→ WHAT IS ASKED
Count the lines of the following data that contain the word "below", and reply with only that number.

━━━━━ EXERCISE INPUT

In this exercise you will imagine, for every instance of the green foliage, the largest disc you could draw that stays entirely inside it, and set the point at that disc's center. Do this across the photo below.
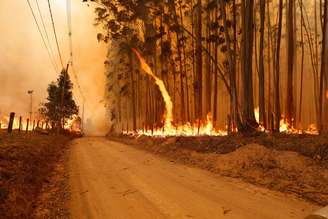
(60, 104)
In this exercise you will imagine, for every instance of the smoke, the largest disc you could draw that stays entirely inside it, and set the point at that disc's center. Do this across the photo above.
(26, 66)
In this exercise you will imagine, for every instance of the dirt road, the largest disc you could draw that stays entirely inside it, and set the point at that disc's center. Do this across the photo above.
(113, 180)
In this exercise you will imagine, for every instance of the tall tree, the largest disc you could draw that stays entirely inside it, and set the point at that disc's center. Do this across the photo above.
(248, 118)
(324, 72)
(60, 104)
(290, 62)
(199, 60)
(277, 70)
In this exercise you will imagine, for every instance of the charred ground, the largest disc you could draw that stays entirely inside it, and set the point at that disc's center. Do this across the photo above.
(32, 175)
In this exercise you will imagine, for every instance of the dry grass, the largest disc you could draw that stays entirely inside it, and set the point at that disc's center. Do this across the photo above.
(26, 164)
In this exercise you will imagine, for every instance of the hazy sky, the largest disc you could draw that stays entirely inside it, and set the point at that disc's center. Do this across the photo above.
(24, 61)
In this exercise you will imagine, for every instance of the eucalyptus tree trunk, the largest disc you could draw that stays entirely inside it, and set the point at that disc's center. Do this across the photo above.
(290, 63)
(262, 118)
(302, 67)
(232, 68)
(248, 118)
(133, 93)
(199, 60)
(277, 70)
(324, 73)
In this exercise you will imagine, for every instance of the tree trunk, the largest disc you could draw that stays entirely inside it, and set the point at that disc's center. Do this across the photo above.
(324, 72)
(262, 118)
(199, 59)
(290, 64)
(248, 118)
(277, 72)
(232, 69)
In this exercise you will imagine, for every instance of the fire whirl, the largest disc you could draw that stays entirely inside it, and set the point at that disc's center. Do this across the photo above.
(198, 128)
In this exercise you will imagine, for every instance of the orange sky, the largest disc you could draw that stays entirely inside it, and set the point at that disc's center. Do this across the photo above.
(25, 63)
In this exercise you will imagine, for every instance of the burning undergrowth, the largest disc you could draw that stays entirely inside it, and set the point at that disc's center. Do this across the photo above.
(198, 127)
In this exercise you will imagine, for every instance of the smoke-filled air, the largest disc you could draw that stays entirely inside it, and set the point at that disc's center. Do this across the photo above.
(164, 109)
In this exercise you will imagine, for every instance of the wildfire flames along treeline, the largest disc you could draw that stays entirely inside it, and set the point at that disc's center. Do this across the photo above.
(216, 66)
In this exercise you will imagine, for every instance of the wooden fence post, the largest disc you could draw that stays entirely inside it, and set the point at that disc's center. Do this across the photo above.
(27, 123)
(229, 124)
(20, 124)
(272, 122)
(11, 122)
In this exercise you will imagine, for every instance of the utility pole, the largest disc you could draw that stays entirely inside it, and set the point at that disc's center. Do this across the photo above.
(30, 92)
(82, 119)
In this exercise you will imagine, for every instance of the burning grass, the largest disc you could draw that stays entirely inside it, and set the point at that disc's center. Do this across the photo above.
(290, 163)
(27, 162)
(198, 127)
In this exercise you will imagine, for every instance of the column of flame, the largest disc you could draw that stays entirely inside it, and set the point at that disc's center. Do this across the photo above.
(168, 116)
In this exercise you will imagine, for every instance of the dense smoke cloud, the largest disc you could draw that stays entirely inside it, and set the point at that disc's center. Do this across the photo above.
(25, 64)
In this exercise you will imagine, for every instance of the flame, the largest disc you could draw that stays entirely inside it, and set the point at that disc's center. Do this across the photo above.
(197, 128)
(168, 116)
(4, 121)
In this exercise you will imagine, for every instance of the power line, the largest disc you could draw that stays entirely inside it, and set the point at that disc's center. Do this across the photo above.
(54, 29)
(69, 22)
(46, 32)
(40, 32)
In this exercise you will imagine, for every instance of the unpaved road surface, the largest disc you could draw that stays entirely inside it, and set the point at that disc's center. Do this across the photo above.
(113, 180)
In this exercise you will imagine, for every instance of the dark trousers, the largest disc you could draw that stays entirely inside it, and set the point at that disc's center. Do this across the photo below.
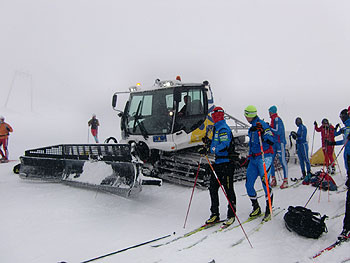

━━━━━━━━━━

→ WRITTEN REPLY
2